### [What you need to do]
The answer must be an exact copy of all the data below.

### [Records provided]
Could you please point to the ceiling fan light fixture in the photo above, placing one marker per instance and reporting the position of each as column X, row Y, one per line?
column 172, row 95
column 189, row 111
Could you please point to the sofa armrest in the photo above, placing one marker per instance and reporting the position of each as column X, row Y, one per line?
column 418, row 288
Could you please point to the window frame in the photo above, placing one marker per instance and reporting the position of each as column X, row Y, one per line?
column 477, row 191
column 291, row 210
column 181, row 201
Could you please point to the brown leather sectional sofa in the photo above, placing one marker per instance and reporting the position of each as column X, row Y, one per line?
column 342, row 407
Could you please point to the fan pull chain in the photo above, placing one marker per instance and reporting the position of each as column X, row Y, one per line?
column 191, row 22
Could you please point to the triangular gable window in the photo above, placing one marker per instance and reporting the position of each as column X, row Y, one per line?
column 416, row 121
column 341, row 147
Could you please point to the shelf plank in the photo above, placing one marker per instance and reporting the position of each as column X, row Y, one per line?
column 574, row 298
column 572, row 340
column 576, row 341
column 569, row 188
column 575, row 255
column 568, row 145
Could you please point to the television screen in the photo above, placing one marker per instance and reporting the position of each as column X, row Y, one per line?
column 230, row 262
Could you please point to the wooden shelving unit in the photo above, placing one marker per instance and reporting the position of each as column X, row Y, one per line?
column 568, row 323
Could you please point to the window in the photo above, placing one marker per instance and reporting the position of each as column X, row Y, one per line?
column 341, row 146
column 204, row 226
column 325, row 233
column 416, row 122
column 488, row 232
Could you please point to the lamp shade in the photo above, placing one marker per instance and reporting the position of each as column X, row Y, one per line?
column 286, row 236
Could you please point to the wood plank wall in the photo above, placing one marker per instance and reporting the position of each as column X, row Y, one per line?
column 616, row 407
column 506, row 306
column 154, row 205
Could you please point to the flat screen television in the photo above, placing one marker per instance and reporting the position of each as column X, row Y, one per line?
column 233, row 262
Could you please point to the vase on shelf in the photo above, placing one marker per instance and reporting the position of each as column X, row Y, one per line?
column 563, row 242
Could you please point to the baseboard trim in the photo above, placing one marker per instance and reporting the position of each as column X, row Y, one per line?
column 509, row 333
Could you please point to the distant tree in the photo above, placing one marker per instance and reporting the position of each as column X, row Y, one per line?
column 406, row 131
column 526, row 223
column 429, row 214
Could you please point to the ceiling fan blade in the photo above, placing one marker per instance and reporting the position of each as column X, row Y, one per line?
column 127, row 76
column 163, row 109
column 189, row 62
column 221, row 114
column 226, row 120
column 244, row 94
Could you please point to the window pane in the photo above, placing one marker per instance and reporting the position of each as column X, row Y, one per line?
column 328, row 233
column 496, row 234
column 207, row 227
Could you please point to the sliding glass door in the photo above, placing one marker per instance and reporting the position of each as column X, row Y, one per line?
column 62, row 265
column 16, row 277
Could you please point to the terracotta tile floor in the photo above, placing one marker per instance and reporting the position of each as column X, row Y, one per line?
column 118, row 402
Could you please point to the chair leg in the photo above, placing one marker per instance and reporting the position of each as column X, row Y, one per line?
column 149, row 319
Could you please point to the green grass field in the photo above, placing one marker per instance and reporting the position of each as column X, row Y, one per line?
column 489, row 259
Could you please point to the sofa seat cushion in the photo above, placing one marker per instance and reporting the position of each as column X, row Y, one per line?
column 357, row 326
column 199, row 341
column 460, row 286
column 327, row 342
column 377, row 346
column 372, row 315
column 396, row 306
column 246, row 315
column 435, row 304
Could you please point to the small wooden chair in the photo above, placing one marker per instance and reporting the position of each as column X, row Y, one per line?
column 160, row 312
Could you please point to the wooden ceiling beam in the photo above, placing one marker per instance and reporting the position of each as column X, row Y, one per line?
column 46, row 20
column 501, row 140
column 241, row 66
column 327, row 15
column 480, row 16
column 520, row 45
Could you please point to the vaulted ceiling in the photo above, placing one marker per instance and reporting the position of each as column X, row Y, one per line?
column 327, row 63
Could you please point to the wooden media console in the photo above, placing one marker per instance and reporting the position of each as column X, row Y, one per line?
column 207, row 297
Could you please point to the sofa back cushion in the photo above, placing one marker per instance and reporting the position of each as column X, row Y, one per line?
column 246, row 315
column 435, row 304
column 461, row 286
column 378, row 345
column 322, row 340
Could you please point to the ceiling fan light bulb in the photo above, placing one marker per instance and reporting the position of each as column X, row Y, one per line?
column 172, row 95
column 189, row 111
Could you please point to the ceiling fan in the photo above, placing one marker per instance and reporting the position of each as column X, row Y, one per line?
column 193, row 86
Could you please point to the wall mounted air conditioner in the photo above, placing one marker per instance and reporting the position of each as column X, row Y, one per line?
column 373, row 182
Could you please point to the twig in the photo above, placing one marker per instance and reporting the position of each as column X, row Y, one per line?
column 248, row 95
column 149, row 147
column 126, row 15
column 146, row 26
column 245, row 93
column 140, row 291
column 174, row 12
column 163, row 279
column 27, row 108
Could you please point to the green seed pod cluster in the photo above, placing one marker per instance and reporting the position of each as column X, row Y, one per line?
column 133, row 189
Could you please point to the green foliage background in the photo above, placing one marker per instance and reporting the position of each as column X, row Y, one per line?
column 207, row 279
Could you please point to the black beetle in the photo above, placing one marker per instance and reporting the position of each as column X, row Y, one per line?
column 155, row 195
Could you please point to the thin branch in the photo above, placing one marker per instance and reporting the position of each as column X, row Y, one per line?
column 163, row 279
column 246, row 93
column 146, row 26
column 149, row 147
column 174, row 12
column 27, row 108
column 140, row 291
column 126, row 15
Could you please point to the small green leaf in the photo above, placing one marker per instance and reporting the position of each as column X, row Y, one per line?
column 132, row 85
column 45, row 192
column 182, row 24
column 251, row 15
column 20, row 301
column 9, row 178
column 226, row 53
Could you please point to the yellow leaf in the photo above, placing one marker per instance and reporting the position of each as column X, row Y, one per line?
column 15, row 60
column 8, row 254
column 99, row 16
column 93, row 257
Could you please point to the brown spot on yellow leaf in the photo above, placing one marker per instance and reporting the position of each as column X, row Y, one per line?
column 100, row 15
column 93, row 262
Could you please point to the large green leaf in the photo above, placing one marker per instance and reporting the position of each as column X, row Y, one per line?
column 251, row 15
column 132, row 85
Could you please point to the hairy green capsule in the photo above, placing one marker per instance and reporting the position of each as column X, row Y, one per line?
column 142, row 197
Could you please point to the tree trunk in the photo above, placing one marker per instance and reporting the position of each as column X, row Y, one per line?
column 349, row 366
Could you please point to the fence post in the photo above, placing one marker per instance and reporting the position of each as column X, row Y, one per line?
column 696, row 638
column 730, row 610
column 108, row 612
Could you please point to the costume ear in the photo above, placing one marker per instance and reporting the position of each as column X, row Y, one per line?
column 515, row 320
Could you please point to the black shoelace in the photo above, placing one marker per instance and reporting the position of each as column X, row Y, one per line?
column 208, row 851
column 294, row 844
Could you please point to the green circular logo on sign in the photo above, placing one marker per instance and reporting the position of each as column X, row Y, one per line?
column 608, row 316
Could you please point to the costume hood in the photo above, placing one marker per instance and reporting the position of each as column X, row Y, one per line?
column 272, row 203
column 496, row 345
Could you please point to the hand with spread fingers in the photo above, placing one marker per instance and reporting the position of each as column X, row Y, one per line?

### [Answer space]
Could you please point to the ceiling fan light fixture in the photo above, placing one marker per instance and reporting the position of each as column X, row Y, one per line?
column 172, row 95
column 189, row 111
Could you please point to the sofa armrest in the photo above, placing one marker per instance and reporting the position of each as column X, row Y, one per line?
column 418, row 288
Could you please point to the window frame in the photo above, placing one marker per instance and reporting the position of each as column X, row Y, one per line?
column 477, row 191
column 291, row 210
column 181, row 201
Could you please point to the brown leather sectional sofa in the photo above, placing one marker per instance and reporting the position of each as column X, row Y, one per line?
column 342, row 407
Could you please point to the fan pull chain in the photo above, placing one marker per instance and reporting the position of each as column X, row Y, one per line?
column 191, row 22
Could you please point to the triangular gable window in the photo above, placing one marker per instance and reporting the position of each as column X, row Y, one per line?
column 416, row 121
column 341, row 147
Could you please point to the shelf plank in the photo above, placing one marker per instance and reporting the position of each as column X, row Y, one per line?
column 574, row 298
column 572, row 340
column 576, row 341
column 569, row 188
column 575, row 255
column 568, row 145
Could you please point to the television screen in the photo above, placing one marker per instance and reporting the position of each as column X, row Y, one per line?
column 230, row 262
Could you please point to the wooden shelving unit in the photo above, placing one marker per instance and reporting the position of each as column X, row Y, one per line?
column 568, row 323
Could you please point to the window in the photo above, placing one marker per instance and reporting the position of each as column X, row Y, one per line?
column 341, row 146
column 204, row 226
column 325, row 233
column 416, row 122
column 488, row 232
Could you please point to the lamp shade in the photo above, placing one marker per instance and reporting the position of each as column X, row Y, one per line?
column 286, row 236
Could you please point to the wood plank wall in the photo above, placing one marker per instance and reporting the position of each as column X, row Y, one per line?
column 616, row 407
column 506, row 306
column 154, row 205
Could you please point to the flat screen television in the photo above, placing one marker per instance and reporting the position of each as column X, row Y, one per line?
column 233, row 262
Could you please point to the vase on shelf in the photo above, placing one marker per instance and reporting the position of each as column X, row Y, one per line?
column 563, row 242
Could you please point to the baseboard trim in the photo above, placing one marker per instance and reporting the position of each as column X, row Y, one per line?
column 509, row 333
Could you please point to the distant tree in the photo above, placing one marker per instance and reporting the position of each as column X, row Y, one per line?
column 406, row 131
column 526, row 223
column 429, row 214
Could you please point to the ceiling fan blade in the photo above, placing one marker per instance and reporting the position of each as column X, row Y, one per line?
column 127, row 76
column 163, row 109
column 189, row 62
column 221, row 114
column 226, row 120
column 244, row 94
Could you please point to the window pane in the photo above, placing one marker per instance and reporting the position of each as column X, row Y, one per line?
column 328, row 233
column 496, row 234
column 207, row 227
Could you please point to the sliding glass door in the photo above, placing one marker per instance and reporting the position of each as column X, row Y, one per line?
column 62, row 265
column 16, row 277
Could you please point to the terracotta tile floor in the photo above, placing one marker per instance and reporting the position of each as column X, row Y, one per line?
column 118, row 402
Could you please point to the chair leg in the photo above, placing one marker per instance and reporting the position of each as column X, row Y, one per line?
column 149, row 319
Could you please point to the green grass field in the photo above, placing one marker per instance and reporting the position of each as column X, row Y, one per line?
column 489, row 259
Could you please point to the sofa seat cushion in the photo above, placing one marker per instance and reporting the position of each as column X, row Y, one per line?
column 357, row 326
column 199, row 341
column 460, row 286
column 327, row 342
column 377, row 346
column 372, row 315
column 396, row 306
column 246, row 315
column 435, row 304
Could you please point to the small wooden chair in the photo above, placing one marker per instance and reporting the position of each as column X, row Y, one per line?
column 160, row 312
Could you please point to the wooden ceiling beam in the photo above, placing one marker per instance and reporting the position of each as column X, row Y, one per line?
column 46, row 20
column 501, row 140
column 241, row 66
column 327, row 15
column 480, row 16
column 520, row 45
Could you please point to the vaulted ceiling in the photo above, placing one marker per instance and reporting the position of each as column X, row Y, one per line?
column 327, row 63
Could you please point to the wooden media console in the photo above, placing one marker per instance and reporting the position of each as column X, row Y, one per line?
column 207, row 297
Could you please point to the sofa back cushion in the photo above, placing one marker per instance and reporting the position of each as column X, row Y, one per line?
column 246, row 315
column 435, row 304
column 461, row 286
column 378, row 345
column 322, row 340
Could you please point to the ceiling fan light bulb in the photo above, placing one marker per instance and reporting the position of each as column X, row Y, one per line?
column 172, row 95
column 189, row 111
Could you please point to the ceiling fan in the photo above, placing one marker per instance and reporting the position of each as column X, row Y, one per line?
column 193, row 86
Could you please point to the wall mounted air conditioner in the photo above, placing one marker per instance and reporting the position of each as column X, row Y, one per line?
column 373, row 182
Could you please point to the twig in the photo above, placing one marker per instance and reporting the position of each as column X, row Y, one per line?
column 248, row 95
column 149, row 147
column 126, row 15
column 146, row 26
column 245, row 93
column 140, row 291
column 174, row 12
column 163, row 279
column 27, row 108
Could you please point to the green seed pod cluster in the photo above, placing one marker per instance and reporting the position of each as column X, row Y, one per line?
column 133, row 189
Could you please point to the green foliage background in the photo above, placing one marker per instance and reporting the position of each as column X, row Y, one per line?
column 207, row 279
Could you please point to the black beetle in the photo above, placing one marker per instance and reporting the position of each as column X, row Y, one per line?
column 155, row 195
Could you please point to the thin branch in the photo above, placing one marker per instance and reporting the position of each as column X, row Y, one per line?
column 163, row 279
column 246, row 93
column 146, row 26
column 149, row 147
column 174, row 12
column 27, row 108
column 140, row 291
column 126, row 15
Could you please point to the small green leaf in the photo above, placing one marker per instance and reporting the position of each as column X, row Y, one per line?
column 132, row 85
column 45, row 192
column 182, row 24
column 251, row 15
column 20, row 301
column 9, row 178
column 226, row 53
Could you please point to the yellow leaf in the photo above, placing one marker per instance and reporting the position of each as column X, row Y, one per line?
column 15, row 60
column 8, row 254
column 99, row 16
column 93, row 257
Could you please point to the brown spot on yellow leaf in the photo above, placing one marker per instance and reporting the position of each as column X, row Y, one per line?
column 100, row 15
column 93, row 262
Could you please point to the large green leaf in the photo above, placing one marker per instance and reporting the position of each as column X, row Y, one per line?
column 251, row 15
column 132, row 85
Could you please point to the hairy green capsule in the photo above, placing one marker per instance and reporting the position of each as column X, row Y, one per line?
column 142, row 197
Could you please point to the tree trunk in the photo above, placing one marker per instance and reporting the position of each as column X, row Y, one per line?
column 349, row 366
Could you please point to the fence post in the photo above, placing one marker per instance and reporting the position of each as column X, row Y, one per line?
column 696, row 638
column 730, row 610
column 108, row 612
Could you please point to the costume ear in the photo above, placing one marker per instance and reporting the position of each as column X, row Y, one per line?
column 515, row 320
Could you please point to the black shoelace in the photo above, placing one marker per instance and reporting the position of each as column X, row Y, one per line?
column 208, row 851
column 294, row 844
Could you please point to the green circular logo on sign in the photo above, placing one marker per instance and reporting the position of each as column X, row Y, one per line?
column 608, row 316
Could you please point to the costume hood in the photo above, placing one marker per instance and reporting the position of each as column X, row Y, one per line?
column 272, row 203
column 496, row 345
Could you please point to the hand with spread fingers in the photo above, placing one marker per instance and reporting the position of each as column X, row Y, one per line?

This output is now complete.